INPUT ROWS.
*-*-*

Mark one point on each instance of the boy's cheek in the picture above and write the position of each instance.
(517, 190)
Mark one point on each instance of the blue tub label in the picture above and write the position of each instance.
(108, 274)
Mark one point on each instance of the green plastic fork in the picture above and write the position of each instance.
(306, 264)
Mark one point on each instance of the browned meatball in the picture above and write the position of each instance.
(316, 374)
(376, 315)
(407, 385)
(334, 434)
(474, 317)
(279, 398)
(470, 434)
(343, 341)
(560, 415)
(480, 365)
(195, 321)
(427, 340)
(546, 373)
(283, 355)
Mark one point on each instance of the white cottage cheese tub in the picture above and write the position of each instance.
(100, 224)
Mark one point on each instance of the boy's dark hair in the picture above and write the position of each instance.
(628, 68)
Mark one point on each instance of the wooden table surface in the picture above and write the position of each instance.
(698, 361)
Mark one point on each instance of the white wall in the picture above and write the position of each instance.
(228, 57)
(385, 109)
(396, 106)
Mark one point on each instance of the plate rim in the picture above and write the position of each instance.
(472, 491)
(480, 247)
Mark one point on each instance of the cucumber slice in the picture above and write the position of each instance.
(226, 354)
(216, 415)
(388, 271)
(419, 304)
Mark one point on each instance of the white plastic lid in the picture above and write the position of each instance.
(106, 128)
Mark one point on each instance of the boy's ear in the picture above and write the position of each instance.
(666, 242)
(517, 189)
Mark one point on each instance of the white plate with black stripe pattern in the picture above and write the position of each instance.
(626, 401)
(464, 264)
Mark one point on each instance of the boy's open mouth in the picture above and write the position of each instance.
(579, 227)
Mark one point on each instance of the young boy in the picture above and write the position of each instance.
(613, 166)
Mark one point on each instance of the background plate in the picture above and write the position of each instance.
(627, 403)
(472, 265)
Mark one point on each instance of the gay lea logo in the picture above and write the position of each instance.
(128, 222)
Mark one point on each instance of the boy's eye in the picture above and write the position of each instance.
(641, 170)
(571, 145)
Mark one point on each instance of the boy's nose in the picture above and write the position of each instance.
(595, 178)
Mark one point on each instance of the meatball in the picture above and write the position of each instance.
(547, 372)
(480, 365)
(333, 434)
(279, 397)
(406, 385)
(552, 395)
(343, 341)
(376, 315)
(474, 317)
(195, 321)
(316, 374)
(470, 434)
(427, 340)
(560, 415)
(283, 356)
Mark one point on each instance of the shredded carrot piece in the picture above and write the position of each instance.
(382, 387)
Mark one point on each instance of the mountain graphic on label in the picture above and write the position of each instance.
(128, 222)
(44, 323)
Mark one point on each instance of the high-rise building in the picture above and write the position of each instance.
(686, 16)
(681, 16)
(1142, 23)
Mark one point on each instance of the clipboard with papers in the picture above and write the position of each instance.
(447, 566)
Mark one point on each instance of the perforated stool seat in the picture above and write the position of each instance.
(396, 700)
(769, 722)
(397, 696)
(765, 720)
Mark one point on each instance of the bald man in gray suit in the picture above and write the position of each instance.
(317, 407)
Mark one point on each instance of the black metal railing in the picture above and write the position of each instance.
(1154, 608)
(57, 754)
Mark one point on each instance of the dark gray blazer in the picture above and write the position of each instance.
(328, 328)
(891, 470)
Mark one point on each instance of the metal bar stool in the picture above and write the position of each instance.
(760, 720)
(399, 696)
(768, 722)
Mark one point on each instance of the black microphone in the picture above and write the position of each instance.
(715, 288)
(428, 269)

*-*-*

Change "write the position" to "give the coordinates" everywhere it occurs in the lines above, and give all the lines again with nothing else altered.

Mark one point on each instance of the boy's cheek in the picture above and give the coordinates of each instance.
(517, 190)
Mark one point on each instance of the blue tub label in the picture above and give the coordinates of each instance.
(108, 274)
Mark one point on each instance of the green plastic fork in the picture above and give the coordinates of each instance.
(306, 264)
Mark one point on each instance of the browned meatball in the picture above and give the coordinates of each instance.
(316, 374)
(376, 315)
(407, 385)
(334, 434)
(474, 317)
(279, 398)
(470, 434)
(343, 341)
(560, 415)
(480, 365)
(195, 321)
(427, 340)
(546, 373)
(283, 355)
Mark one point on each instance of the white cottage cheese tub in the picture above and give the coordinates of each instance.
(100, 224)
Mark one point on each instance of the boy's dark hair in the picture above and give the coordinates of each instance.
(628, 68)
Mark one point on each instance of the wooden table surface in the picture above and give the coordinates of each instance.
(698, 361)
Mark one point on each instance of the white wall in the picture above and give the coordinates of each instance.
(228, 57)
(385, 109)
(396, 106)
Mark one point on each instance of the plate rim in the picture above and give the coordinates of each instance.
(472, 491)
(480, 247)
Mark one point on each instance of the cucumber slice in the picture above and give the coordinates of each instance.
(226, 354)
(216, 415)
(388, 271)
(419, 304)
Mark one point on each instance of the white plastic lid in the picture above and give the coordinates of each instance.
(106, 128)
Mark one point on each instance of the boy's ear in the picture above and give the coordinates of each instance.
(666, 242)
(517, 189)
Mark one point on each instance of the white plate with black stripe pattern in the picture above and give the coordinates of each instance.
(626, 401)
(464, 264)
Mark one point on each instance of the boy's open mouth in the picture above and give the coordinates of each instance.
(579, 227)
Mark one point on each instance of the young boy in the picture above and give the coordinates of each instance.
(613, 166)
Mark one point on each instance of the background plate in the picture above and give the coordinates of each instance.
(627, 403)
(472, 265)
Mark one point on each instance of the gay lea logo in the picture above and give the coordinates of each instance.
(128, 222)
Mark one point on each instance of the boy's eye in the picture above and give the coordinates of each instance.
(641, 170)
(571, 145)
Mark one point on each instance of the boy's nose in the picture above and give the coordinates of each instance.
(595, 178)
Mark one point on each instance of the meatball in the picture above and give the coordinates of each instance.
(547, 372)
(480, 365)
(333, 434)
(279, 397)
(406, 385)
(552, 395)
(343, 341)
(376, 315)
(474, 317)
(195, 321)
(316, 374)
(470, 434)
(427, 340)
(560, 415)
(283, 356)
Mark one point on each instance of the shredded carrot piece in the picture above and give the coordinates of each instance.
(382, 387)
Mark one point on each instance of the mountain graphic on label in the picture above and give the coordinates of each instance.
(128, 222)
(44, 323)
Mark one point on each instance of the high-rise building in the picture above and give the coordinates of each instance.
(686, 16)
(681, 16)
(1142, 23)
Mark one point on each instance of the clipboard with papers in the picture above and give the coordinates of each instance.
(447, 566)
Mark one point on each instance of the perforated stool seat in the picture above and give the coordinates of each instance.
(396, 700)
(769, 722)
(397, 696)
(765, 720)
Mark one point on each instance of the bald man in gray suit in the picture above and give the coordinates of each instance.
(317, 407)
Mark one point on each instance of the black metal railing in the picture above and give the coordinates of each instance.
(1154, 608)
(57, 754)
Mark one point on each instance of the dark gray blazer in the picture above and give the coordinates of each instance.
(328, 328)
(891, 470)
Mark one point on each instance of the metal bar stool in the picture above and give the coordinates of each instance.
(760, 720)
(399, 696)
(768, 722)
Mark one point on each instance of the black microphone in the picture above and give the coordinates of each instance.
(715, 288)
(428, 269)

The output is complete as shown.